Data extracted from a collection:
▽

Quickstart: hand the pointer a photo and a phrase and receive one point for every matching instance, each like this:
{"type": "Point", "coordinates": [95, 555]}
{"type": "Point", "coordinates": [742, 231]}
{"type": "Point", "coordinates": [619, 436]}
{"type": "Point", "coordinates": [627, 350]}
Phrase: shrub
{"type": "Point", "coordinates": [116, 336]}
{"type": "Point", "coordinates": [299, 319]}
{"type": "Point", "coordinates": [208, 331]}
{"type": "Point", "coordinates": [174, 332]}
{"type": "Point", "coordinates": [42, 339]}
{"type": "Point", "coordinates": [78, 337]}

△

TASK: An exact reproduction of all the records is required.

WRITTEN SOLUTION:
Quickstart: hand the pointer a photo and a phrase and receive one point for every matching instance, each like this:
{"type": "Point", "coordinates": [95, 555]}
{"type": "Point", "coordinates": [742, 231]}
{"type": "Point", "coordinates": [619, 436]}
{"type": "Point", "coordinates": [627, 350]}
Phrase: shrub
{"type": "Point", "coordinates": [116, 336]}
{"type": "Point", "coordinates": [299, 319]}
{"type": "Point", "coordinates": [208, 331]}
{"type": "Point", "coordinates": [174, 332]}
{"type": "Point", "coordinates": [42, 339]}
{"type": "Point", "coordinates": [78, 337]}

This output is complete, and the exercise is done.